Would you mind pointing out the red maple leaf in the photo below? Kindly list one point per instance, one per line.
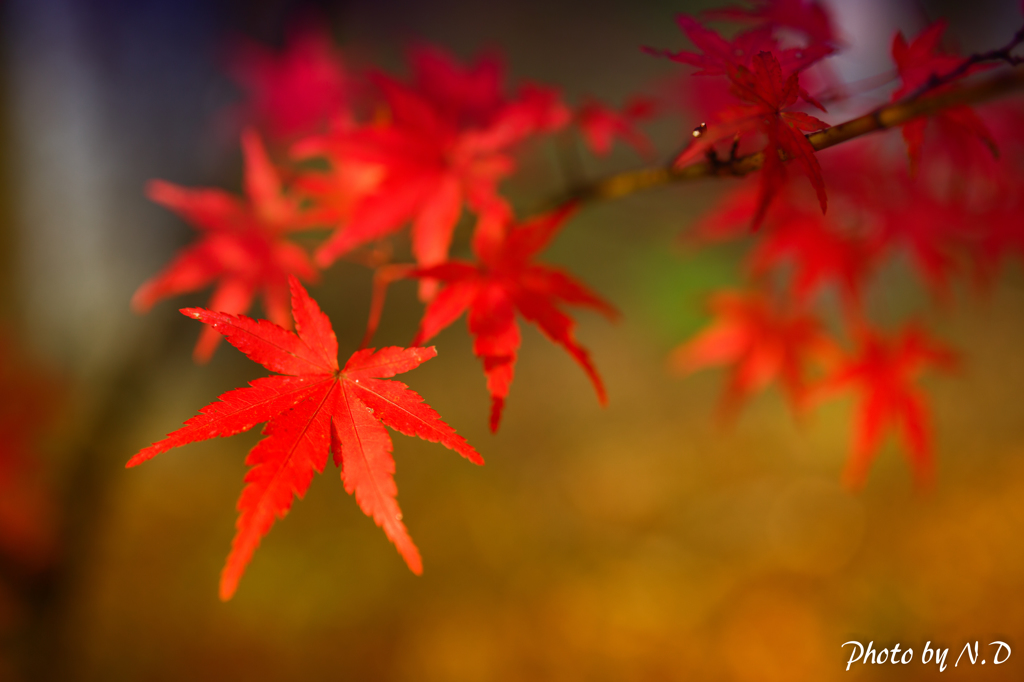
(819, 252)
(766, 95)
(919, 62)
(883, 372)
(601, 125)
(295, 91)
(312, 408)
(806, 16)
(28, 515)
(505, 281)
(718, 55)
(763, 340)
(243, 245)
(446, 143)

GIVEN INSTRUCTION
Copy every line of the records above word for word, and leave out the picture.

FINAL RESULT
Would you mind pointing out the red maple leaf in the photo below? Kindly list one point per instance, one per line.
(819, 252)
(766, 95)
(919, 62)
(883, 372)
(601, 125)
(295, 91)
(312, 408)
(806, 16)
(28, 515)
(505, 281)
(718, 55)
(763, 340)
(243, 245)
(446, 143)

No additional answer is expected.